Instructions to follow —
Update the part of the records that opens with the line containing "Mark each instance of the construction crane" and runs through the end of the records by replacing "white roof" with "pale roof", and give those lines again with everything else unchanged. Leave the pictures out of your answer.

Information given —
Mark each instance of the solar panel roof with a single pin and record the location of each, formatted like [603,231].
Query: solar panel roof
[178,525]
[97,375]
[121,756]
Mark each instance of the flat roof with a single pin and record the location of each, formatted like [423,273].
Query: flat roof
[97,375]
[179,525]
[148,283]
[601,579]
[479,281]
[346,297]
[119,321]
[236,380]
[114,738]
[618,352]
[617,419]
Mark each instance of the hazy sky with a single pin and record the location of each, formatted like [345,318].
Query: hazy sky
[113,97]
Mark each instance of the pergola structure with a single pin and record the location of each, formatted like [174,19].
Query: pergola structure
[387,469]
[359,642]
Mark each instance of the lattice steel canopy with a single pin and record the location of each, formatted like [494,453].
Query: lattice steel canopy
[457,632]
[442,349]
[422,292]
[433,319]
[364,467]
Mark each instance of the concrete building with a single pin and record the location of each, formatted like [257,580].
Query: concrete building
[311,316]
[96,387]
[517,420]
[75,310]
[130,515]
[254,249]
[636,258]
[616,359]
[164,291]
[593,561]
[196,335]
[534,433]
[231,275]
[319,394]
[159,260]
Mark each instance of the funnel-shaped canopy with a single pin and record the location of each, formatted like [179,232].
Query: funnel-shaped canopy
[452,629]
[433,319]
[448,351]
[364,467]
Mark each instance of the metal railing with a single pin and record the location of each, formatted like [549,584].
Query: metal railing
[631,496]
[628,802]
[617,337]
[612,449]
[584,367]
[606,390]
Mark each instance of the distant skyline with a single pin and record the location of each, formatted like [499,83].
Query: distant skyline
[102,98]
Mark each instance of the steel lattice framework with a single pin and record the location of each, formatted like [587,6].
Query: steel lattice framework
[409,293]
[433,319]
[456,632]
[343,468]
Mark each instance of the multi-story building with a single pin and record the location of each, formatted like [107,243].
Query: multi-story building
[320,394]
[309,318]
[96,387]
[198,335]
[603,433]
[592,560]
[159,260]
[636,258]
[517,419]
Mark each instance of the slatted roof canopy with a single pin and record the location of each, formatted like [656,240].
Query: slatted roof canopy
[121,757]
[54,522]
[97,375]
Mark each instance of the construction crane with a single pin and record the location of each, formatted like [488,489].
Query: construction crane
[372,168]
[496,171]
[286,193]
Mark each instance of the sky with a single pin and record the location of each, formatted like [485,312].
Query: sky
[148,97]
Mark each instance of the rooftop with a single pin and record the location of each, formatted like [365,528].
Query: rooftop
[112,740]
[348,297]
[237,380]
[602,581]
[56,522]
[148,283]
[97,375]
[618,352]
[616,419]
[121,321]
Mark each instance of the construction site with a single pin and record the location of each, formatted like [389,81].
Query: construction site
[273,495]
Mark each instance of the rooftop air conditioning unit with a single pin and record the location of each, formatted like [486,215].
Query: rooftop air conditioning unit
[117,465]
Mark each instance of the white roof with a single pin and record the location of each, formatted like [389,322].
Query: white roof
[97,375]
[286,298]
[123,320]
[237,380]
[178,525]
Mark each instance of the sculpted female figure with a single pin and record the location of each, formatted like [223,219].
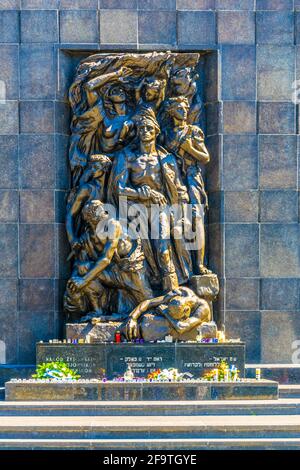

Response —
Mark each instance of the construction crane with a single pin and record the location of each, formatted like [488,489].
Query: construction crane
[372,168]
[496,171]
[286,193]
Mark each instance of the sky with a single pin and record the location of each, formatted like [485,312].
Query: sky
[148,97]
Mark each instance of the rooftop with a single pin and record the location of each, formatted like [365,528].
Query: rooftop
[112,740]
[348,297]
[237,380]
[602,581]
[56,522]
[148,283]
[97,375]
[618,352]
[616,419]
[121,321]
Mark each instance of the construction site with a single pin and record the location of each, formatted like [389,81].
Query: construction site
[273,495]
Mark each instance of the rooftop air conditioning unit with a single pin and record the location of each, formatted like [486,215].
Query: rooftop air conditioning unit
[117,465]
Mark each instance of the pale roof with a single pin and record the location of each, formatted like [389,322].
Query: pale roof
[97,375]
[286,298]
[123,320]
[237,380]
[178,525]
Mark each instance of the sculpted female figure with a single pin and record the location of each, formatted like [223,219].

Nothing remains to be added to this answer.